#### Required action:
Word for word, reproduce all entries below, leaving every picture out.

* * * * *

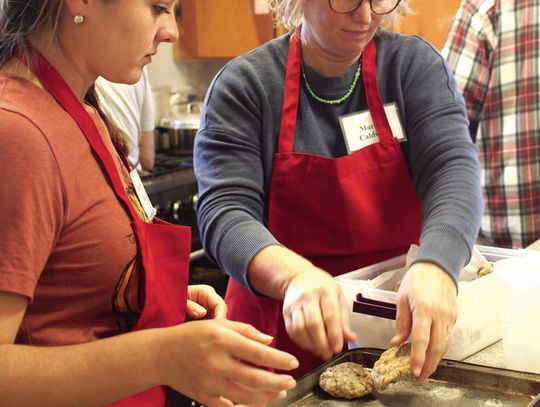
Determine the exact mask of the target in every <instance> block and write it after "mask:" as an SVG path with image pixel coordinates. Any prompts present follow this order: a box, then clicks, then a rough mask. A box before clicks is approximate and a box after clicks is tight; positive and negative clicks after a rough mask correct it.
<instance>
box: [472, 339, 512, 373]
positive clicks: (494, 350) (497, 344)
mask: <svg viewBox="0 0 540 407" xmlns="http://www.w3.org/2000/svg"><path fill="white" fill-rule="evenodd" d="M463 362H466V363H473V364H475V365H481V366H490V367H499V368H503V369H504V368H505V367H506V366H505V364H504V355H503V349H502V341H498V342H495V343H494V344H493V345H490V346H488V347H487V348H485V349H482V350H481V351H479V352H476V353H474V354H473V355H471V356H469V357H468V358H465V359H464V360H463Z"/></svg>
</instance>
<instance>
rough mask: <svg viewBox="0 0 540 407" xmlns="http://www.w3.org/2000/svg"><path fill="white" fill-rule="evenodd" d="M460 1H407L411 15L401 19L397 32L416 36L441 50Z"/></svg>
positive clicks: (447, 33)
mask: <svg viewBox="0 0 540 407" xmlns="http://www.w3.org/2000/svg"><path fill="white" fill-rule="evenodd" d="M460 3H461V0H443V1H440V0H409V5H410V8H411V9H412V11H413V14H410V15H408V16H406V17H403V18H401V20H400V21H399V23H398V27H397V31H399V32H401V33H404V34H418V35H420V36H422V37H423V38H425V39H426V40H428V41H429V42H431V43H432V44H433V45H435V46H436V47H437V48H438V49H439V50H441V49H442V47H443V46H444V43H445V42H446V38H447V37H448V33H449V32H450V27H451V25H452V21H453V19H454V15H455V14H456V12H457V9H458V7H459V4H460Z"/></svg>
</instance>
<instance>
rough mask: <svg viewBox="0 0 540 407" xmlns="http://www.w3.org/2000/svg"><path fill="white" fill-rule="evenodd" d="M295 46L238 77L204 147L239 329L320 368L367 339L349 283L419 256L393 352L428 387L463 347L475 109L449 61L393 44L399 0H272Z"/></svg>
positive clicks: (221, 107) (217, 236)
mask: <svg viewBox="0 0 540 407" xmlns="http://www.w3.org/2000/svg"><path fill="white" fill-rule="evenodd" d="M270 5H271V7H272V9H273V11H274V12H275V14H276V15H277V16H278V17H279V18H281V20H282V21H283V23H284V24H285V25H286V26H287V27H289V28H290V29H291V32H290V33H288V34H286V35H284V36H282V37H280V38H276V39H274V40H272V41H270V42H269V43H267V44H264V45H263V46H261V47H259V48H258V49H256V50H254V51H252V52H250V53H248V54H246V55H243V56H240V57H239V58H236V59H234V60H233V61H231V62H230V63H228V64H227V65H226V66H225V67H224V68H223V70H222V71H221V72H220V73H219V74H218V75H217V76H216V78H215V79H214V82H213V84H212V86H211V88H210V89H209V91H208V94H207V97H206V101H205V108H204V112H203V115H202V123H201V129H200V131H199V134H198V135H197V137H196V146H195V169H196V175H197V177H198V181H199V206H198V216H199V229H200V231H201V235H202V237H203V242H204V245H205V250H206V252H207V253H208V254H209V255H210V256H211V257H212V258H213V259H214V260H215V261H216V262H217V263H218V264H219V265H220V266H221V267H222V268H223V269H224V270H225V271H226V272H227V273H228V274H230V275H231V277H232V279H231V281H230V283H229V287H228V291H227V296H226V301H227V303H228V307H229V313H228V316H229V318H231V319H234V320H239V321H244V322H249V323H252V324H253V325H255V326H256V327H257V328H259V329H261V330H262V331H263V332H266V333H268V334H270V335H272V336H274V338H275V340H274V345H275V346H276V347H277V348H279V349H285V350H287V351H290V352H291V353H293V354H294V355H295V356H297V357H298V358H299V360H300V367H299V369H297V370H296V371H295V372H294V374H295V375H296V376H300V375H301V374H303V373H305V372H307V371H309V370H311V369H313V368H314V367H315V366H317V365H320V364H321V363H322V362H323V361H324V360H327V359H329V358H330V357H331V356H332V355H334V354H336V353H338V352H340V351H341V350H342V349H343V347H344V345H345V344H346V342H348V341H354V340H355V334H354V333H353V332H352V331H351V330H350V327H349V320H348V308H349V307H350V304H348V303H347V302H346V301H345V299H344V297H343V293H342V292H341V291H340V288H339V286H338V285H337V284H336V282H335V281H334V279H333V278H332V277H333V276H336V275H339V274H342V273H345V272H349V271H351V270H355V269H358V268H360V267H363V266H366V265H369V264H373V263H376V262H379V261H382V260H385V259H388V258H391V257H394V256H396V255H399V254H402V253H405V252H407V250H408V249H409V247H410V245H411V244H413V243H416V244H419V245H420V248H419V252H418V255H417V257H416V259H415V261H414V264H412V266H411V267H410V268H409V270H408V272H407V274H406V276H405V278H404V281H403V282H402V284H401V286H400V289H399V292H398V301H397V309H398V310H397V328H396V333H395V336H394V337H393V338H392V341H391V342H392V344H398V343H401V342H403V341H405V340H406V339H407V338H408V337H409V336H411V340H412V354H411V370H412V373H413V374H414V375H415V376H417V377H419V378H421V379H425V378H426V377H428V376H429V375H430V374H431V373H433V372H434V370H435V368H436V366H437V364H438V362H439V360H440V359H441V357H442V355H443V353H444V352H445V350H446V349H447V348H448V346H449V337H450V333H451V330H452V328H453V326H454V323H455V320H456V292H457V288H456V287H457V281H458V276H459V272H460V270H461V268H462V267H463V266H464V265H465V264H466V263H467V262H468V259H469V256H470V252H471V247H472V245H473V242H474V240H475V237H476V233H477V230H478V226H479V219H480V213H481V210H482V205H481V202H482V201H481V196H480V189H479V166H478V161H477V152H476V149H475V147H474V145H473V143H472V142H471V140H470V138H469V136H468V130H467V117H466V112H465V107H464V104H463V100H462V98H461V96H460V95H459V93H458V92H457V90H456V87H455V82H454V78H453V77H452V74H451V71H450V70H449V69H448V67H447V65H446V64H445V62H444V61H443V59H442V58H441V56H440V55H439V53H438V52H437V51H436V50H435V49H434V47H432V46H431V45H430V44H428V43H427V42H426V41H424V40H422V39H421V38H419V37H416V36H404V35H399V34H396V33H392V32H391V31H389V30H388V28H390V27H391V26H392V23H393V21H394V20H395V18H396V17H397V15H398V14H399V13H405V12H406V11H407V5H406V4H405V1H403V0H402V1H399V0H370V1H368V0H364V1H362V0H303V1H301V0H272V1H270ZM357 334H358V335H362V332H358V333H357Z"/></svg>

* * * * *

#### Response area:
Determine the exact mask of the target in every <instance> block and write it after "mask:" as an SVG path with image pixel coordinates. Any prompts present follow this order: a box, then clicks, then a rough mask. A box before clicks is approximate and a box after clicks is tight; positive and negative clicks after a rough mask correct it.
<instance>
box: [472, 339, 512, 373]
positive clicks: (494, 350) (497, 344)
mask: <svg viewBox="0 0 540 407" xmlns="http://www.w3.org/2000/svg"><path fill="white" fill-rule="evenodd" d="M463 362H466V363H473V364H475V365H481V366H490V367H499V368H503V369H504V368H505V367H506V366H505V364H504V355H503V349H502V341H498V342H495V343H494V344H493V345H490V346H488V347H487V348H485V349H482V350H481V351H479V352H476V353H474V354H473V355H471V356H469V357H468V358H465V359H464V360H463Z"/></svg>
</instance>
<instance>
rough mask: <svg viewBox="0 0 540 407" xmlns="http://www.w3.org/2000/svg"><path fill="white" fill-rule="evenodd" d="M460 1H407L411 15L401 19L397 32L416 36L441 50Z"/></svg>
positive clicks: (447, 33)
mask: <svg viewBox="0 0 540 407" xmlns="http://www.w3.org/2000/svg"><path fill="white" fill-rule="evenodd" d="M460 3H461V0H443V1H440V0H409V5H410V8H411V9H412V11H413V14H410V15H408V16H406V17H403V18H401V20H400V21H399V23H398V27H397V31H399V32H401V33H404V34H418V35H420V36H422V37H423V38H425V39H426V40H428V41H429V42H431V43H432V44H433V45H435V46H436V47H437V48H438V49H439V50H441V49H442V47H443V46H444V43H445V42H446V38H447V37H448V33H449V32H450V27H451V25H452V21H453V19H454V15H455V14H456V12H457V9H458V7H459V4H460Z"/></svg>
</instance>
<instance>
rough mask: <svg viewBox="0 0 540 407" xmlns="http://www.w3.org/2000/svg"><path fill="white" fill-rule="evenodd" d="M295 46L238 77L204 147L239 329L320 368L367 339L349 283L419 256L393 352L428 387L463 347L475 109L449 61L393 44L399 0H272Z"/></svg>
positive clicks: (221, 107) (217, 236)
mask: <svg viewBox="0 0 540 407" xmlns="http://www.w3.org/2000/svg"><path fill="white" fill-rule="evenodd" d="M270 5H271V7H272V9H273V11H274V12H275V14H276V15H277V16H278V17H279V18H281V20H282V21H283V23H284V24H285V25H286V26H287V27H289V28H290V29H291V32H290V33H288V34H286V35H284V36H282V37H280V38H276V39H274V40H272V41H270V42H269V43H267V44H264V45H263V46H261V47H259V48H258V49H256V50H254V51H252V52H250V53H248V54H246V55H243V56H240V57H239V58H236V59H234V60H233V61H231V62H230V63H228V64H227V65H226V66H225V67H224V68H223V70H222V71H221V72H220V73H219V74H218V75H217V76H216V78H215V79H214V82H213V84H212V86H211V88H210V89H209V91H208V94H207V97H206V101H205V108H204V112H203V115H202V123H201V129H200V131H199V134H198V135H197V137H196V146H195V169H196V175H197V177H198V181H199V206H198V216H199V229H200V231H201V235H202V237H203V242H204V245H205V250H206V252H207V253H208V254H209V255H210V256H211V257H212V258H213V259H214V260H215V261H216V262H217V263H218V264H219V265H220V266H221V267H222V268H223V269H224V270H225V271H226V272H227V273H228V274H230V275H231V277H232V279H231V281H230V283H229V287H228V291H227V296H226V301H227V303H228V307H229V313H228V316H229V318H231V319H234V320H239V321H244V322H249V323H252V324H253V325H255V326H256V327H257V328H259V329H261V330H262V331H263V332H266V333H268V334H270V335H272V336H274V338H275V340H274V345H275V346H276V347H277V348H279V349H285V350H287V351H290V352H291V353H293V354H294V355H295V356H297V357H298V358H299V360H300V367H299V369H297V370H296V371H295V372H294V374H295V375H296V376H300V375H301V374H303V373H305V372H307V371H309V370H311V369H313V368H314V367H315V366H317V365H320V364H321V363H322V362H323V361H324V360H327V359H329V358H330V357H331V356H332V355H334V354H336V353H338V352H340V351H341V350H342V349H343V347H344V345H345V344H346V342H348V341H354V340H355V334H354V333H353V332H352V331H351V330H350V327H349V320H348V308H349V307H350V304H348V303H347V302H346V301H345V299H344V297H343V293H342V292H341V291H340V288H339V286H338V285H337V284H336V282H335V281H334V279H333V278H332V277H333V276H336V275H339V274H342V273H345V272H349V271H351V270H355V269H358V268H360V267H363V266H366V265H369V264H373V263H376V262H379V261H382V260H385V259H388V258H391V257H394V256H396V255H399V254H402V253H405V252H407V250H408V249H409V247H410V245H411V244H413V243H416V244H419V245H420V248H419V252H418V255H417V257H416V259H415V261H414V264H412V266H411V267H410V268H409V270H408V272H407V274H406V276H405V278H404V281H403V282H402V284H401V286H400V289H399V292H398V301H397V309H398V310H397V328H396V333H395V336H394V337H393V338H392V341H391V342H392V344H398V343H401V342H403V341H405V340H406V339H407V338H408V337H409V336H411V340H412V354H411V370H412V373H413V374H414V375H415V376H417V377H419V378H421V379H425V378H426V377H428V376H429V375H430V374H431V373H433V372H434V370H435V368H436V366H437V364H438V362H439V360H440V359H441V357H442V355H443V353H444V352H445V350H446V349H447V348H448V346H449V337H450V333H451V330H452V328H453V326H454V323H455V320H456V292H457V288H456V287H457V281H458V276H459V272H460V270H461V268H462V267H463V266H464V265H465V264H466V263H467V262H468V259H469V256H470V252H471V247H472V245H473V242H474V240H475V237H476V233H477V230H478V226H479V219H480V213H481V210H482V205H481V202H482V201H481V196H480V189H479V166H478V161H477V152H476V149H475V147H474V145H473V143H472V142H471V140H470V138H469V136H468V130H467V117H466V112H465V107H464V104H463V100H462V98H461V96H460V95H459V93H458V92H457V90H456V87H455V82H454V78H453V77H452V74H451V71H450V70H449V69H448V67H447V65H446V64H445V62H444V61H443V59H442V58H441V56H440V55H439V53H438V52H437V51H436V50H435V49H434V47H432V46H431V45H430V44H428V43H427V42H426V41H424V40H422V39H421V38H419V37H416V36H404V35H399V34H396V33H392V32H391V31H389V30H388V28H390V27H391V26H392V23H393V21H394V20H395V18H396V17H397V15H398V14H399V13H405V12H406V11H407V5H406V4H405V1H403V0H402V1H399V0H370V1H368V0H364V1H362V0H303V1H301V0H272V1H270ZM357 334H358V335H362V332H358V333H357Z"/></svg>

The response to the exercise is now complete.